_Supplied data:_
## Begin

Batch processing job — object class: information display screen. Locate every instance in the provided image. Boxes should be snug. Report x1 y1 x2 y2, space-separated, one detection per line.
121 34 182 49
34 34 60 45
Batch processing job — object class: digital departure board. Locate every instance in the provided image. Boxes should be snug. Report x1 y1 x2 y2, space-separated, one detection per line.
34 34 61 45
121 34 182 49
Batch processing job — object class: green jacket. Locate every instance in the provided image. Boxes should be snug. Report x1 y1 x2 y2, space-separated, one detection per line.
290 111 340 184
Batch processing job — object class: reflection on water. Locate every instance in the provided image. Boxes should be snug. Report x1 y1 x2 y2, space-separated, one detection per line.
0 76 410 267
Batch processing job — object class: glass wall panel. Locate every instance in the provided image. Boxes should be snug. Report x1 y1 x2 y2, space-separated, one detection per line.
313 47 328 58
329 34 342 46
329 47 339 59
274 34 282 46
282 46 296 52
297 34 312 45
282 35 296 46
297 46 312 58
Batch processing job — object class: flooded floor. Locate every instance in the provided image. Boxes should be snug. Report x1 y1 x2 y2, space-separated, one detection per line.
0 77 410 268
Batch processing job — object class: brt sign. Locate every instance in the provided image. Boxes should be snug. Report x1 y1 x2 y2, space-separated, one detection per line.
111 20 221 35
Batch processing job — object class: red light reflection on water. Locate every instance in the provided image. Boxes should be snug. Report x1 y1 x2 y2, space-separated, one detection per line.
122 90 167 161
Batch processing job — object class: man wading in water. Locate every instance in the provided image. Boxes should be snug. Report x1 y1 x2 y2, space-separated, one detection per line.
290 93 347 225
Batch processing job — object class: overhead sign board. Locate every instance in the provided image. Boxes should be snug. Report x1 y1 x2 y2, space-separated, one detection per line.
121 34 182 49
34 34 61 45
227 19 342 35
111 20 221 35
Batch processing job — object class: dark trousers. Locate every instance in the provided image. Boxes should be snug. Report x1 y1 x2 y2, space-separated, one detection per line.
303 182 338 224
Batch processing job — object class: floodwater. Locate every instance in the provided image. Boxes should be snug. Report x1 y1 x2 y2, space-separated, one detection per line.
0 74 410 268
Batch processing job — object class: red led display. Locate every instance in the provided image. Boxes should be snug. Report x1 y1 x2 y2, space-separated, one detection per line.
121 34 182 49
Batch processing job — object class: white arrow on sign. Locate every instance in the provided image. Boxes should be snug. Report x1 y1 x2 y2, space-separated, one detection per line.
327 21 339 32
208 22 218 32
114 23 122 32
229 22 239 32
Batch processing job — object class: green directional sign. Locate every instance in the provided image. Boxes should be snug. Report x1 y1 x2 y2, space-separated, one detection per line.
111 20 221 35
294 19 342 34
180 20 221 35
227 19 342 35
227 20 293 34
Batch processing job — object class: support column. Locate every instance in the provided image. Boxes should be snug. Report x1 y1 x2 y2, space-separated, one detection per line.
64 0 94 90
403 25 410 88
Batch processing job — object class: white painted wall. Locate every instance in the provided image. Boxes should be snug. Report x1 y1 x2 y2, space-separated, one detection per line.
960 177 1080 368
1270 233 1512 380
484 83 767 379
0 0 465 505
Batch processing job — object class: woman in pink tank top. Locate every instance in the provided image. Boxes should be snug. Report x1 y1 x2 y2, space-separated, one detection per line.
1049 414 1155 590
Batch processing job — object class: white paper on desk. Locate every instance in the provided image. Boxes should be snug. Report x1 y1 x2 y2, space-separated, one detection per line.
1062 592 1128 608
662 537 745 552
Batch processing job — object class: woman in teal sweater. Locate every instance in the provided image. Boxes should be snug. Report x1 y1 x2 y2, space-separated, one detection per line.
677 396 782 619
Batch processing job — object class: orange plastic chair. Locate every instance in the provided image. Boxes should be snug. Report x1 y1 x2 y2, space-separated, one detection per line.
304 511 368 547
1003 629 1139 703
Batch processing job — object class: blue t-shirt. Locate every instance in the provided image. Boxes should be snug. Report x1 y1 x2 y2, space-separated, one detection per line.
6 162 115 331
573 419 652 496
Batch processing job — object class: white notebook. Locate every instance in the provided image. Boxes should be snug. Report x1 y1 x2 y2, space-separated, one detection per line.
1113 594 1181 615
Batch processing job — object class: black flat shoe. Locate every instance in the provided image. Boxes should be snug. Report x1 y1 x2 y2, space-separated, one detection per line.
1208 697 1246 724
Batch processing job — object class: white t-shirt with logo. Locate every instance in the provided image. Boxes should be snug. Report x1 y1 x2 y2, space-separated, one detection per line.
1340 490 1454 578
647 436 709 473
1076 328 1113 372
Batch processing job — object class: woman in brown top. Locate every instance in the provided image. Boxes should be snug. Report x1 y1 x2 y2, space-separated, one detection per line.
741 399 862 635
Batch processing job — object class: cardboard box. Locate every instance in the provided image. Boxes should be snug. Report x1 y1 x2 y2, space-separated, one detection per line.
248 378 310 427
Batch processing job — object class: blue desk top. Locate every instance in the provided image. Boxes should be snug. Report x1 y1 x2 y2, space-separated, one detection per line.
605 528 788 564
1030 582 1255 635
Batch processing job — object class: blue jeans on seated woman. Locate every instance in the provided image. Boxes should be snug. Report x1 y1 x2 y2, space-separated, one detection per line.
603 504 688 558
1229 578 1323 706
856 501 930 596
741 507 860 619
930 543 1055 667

## End
## Begin

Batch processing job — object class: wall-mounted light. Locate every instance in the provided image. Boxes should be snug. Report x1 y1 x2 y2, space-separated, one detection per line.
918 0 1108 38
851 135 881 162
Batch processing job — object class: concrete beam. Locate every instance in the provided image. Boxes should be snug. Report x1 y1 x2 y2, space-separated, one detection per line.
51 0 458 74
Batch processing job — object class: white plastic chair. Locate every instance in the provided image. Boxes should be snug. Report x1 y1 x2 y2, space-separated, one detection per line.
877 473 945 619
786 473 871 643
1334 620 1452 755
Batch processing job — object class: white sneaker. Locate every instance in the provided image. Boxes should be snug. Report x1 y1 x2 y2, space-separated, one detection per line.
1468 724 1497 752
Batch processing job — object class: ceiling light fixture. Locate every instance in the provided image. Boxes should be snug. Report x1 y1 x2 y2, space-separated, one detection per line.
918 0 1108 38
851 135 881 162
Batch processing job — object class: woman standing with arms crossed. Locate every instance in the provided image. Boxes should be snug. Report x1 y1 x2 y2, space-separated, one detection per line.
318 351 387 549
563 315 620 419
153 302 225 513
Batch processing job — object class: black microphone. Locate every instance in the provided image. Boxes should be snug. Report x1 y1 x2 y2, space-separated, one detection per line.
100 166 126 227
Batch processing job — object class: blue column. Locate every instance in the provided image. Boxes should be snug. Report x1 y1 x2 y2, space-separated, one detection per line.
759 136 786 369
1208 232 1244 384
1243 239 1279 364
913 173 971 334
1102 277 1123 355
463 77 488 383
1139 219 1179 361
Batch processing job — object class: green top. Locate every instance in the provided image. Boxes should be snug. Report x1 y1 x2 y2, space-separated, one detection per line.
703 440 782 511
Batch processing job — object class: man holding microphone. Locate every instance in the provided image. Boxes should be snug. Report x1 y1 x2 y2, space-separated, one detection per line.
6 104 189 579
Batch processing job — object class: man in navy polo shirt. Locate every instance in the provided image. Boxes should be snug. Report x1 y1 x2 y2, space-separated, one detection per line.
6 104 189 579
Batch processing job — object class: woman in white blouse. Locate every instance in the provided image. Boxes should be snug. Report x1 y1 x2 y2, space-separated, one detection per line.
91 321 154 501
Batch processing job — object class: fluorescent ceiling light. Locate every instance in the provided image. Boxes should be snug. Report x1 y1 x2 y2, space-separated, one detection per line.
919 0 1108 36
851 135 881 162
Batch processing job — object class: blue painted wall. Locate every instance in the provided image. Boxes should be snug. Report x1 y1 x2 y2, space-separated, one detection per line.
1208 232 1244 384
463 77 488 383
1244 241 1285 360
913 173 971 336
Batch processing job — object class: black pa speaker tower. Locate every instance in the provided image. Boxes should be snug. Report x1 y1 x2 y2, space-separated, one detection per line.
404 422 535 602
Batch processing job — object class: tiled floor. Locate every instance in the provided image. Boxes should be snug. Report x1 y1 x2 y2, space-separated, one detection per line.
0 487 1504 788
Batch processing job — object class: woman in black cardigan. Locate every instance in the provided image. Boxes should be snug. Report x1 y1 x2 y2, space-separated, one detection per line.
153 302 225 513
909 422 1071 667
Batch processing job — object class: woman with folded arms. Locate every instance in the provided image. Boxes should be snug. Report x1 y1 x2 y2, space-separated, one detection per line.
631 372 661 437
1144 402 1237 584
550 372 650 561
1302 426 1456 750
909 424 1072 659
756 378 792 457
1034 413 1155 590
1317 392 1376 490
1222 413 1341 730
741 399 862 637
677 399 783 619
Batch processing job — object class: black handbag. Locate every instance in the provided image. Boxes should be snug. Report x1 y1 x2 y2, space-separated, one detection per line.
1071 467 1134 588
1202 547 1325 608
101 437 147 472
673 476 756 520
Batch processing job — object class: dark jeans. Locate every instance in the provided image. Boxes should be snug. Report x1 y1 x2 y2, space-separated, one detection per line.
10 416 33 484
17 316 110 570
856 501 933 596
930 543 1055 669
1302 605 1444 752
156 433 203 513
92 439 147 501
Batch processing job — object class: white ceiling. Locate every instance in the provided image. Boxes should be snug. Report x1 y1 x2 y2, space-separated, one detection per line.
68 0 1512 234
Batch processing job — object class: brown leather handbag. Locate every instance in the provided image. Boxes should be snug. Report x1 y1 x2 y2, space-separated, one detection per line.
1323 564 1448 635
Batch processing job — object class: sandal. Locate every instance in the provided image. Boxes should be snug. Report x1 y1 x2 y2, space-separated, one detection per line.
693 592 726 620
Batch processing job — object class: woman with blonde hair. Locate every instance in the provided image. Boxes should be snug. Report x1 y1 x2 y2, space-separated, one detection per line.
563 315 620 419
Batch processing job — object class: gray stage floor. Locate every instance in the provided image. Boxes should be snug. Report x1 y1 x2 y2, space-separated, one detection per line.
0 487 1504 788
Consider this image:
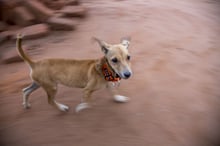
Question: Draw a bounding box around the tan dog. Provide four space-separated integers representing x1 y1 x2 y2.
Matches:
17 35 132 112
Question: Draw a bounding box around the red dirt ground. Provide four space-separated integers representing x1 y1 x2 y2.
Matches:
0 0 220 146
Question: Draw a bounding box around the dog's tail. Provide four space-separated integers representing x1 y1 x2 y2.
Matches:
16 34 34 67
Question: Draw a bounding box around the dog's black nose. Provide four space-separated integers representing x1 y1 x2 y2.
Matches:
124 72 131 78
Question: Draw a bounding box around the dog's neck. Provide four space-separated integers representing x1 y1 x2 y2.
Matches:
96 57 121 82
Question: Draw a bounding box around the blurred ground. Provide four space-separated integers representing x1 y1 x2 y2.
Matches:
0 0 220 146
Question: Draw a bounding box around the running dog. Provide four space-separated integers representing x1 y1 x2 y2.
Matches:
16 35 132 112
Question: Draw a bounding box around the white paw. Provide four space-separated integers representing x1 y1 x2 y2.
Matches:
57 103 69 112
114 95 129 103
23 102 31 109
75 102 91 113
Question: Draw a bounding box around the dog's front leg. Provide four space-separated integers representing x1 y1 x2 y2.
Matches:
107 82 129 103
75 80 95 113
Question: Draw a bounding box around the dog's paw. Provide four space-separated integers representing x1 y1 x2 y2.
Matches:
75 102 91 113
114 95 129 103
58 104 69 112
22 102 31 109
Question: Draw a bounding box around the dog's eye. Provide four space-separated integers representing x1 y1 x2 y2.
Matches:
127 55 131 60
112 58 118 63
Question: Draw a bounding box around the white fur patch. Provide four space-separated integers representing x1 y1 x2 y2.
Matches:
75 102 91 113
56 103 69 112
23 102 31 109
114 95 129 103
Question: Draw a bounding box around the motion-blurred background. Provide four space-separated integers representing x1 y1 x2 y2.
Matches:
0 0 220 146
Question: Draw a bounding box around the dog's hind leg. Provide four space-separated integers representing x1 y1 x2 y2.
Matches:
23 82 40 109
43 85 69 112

## End
## Begin

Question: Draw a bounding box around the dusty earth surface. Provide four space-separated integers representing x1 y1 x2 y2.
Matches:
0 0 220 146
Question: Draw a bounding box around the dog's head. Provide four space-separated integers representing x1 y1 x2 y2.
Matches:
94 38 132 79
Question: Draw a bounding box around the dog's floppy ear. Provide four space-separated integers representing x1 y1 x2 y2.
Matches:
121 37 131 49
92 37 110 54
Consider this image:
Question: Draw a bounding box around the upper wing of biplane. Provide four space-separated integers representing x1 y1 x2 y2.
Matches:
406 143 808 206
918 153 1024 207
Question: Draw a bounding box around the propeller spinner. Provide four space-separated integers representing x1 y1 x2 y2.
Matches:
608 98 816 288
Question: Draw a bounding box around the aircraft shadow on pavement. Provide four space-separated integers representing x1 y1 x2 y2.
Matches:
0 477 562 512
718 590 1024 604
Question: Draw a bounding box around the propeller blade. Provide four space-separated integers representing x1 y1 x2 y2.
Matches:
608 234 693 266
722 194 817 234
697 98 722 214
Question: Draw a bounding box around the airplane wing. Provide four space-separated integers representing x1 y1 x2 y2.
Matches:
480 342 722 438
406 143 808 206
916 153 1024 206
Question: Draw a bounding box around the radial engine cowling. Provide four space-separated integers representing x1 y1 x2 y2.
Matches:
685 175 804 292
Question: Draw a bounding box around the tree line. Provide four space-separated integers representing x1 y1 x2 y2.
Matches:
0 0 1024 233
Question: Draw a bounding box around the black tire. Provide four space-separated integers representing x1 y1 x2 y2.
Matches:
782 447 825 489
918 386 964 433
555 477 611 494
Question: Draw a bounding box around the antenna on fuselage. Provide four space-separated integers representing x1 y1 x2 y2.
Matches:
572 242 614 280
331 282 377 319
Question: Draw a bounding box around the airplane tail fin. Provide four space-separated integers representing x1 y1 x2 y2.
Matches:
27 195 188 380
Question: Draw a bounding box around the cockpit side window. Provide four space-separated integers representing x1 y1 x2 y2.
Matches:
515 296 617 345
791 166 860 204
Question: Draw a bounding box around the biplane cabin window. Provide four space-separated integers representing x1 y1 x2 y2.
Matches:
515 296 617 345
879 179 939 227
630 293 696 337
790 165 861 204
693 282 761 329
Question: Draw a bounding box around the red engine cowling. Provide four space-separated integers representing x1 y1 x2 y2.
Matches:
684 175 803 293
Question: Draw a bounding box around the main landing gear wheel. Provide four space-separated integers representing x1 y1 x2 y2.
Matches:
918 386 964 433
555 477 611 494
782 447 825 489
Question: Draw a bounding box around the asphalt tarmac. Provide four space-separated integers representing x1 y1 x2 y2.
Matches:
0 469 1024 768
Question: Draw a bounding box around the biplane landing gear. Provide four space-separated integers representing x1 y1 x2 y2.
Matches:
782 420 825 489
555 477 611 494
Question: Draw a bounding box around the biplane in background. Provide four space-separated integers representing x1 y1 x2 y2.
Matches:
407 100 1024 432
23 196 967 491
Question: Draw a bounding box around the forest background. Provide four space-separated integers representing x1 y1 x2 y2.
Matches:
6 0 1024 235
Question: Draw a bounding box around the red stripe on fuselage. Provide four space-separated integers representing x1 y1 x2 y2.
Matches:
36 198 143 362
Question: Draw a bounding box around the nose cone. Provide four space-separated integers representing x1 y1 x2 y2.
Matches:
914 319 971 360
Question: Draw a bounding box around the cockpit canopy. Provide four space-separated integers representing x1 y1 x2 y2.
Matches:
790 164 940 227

## End

_The task:_
Starting at the line that contains "Batch processing job — object class: information" and stopping after the line that contains "0 76 410 267", reproduce these records with "snug" substituted by "tight" and nothing else altered.

_Expected output:_
Batch processing job — object class: information display screen. Locate every instance in the provided image. Boxes should be tight. Report x1 y1 x2 y2, space-separated, one detection per line.
121 34 182 49
34 34 60 45
Batch processing job — object class: digital departure board. Locate every instance in the provided image. Boxes should be tight. Report x1 y1 x2 y2, space-separated, one detection per line.
34 34 61 45
121 34 182 49
Batch processing job — object class: green jacket. Locate every instance in the provided image. Boxes should be tight. Report x1 y1 x2 y2, space-separated, one detection per line.
290 111 340 184
Batch processing job — object class: reflection on water. Locate every instance in the provided image. Boxes should be tight. Report x1 y1 x2 y2, space-separated, one detection per line.
0 76 410 267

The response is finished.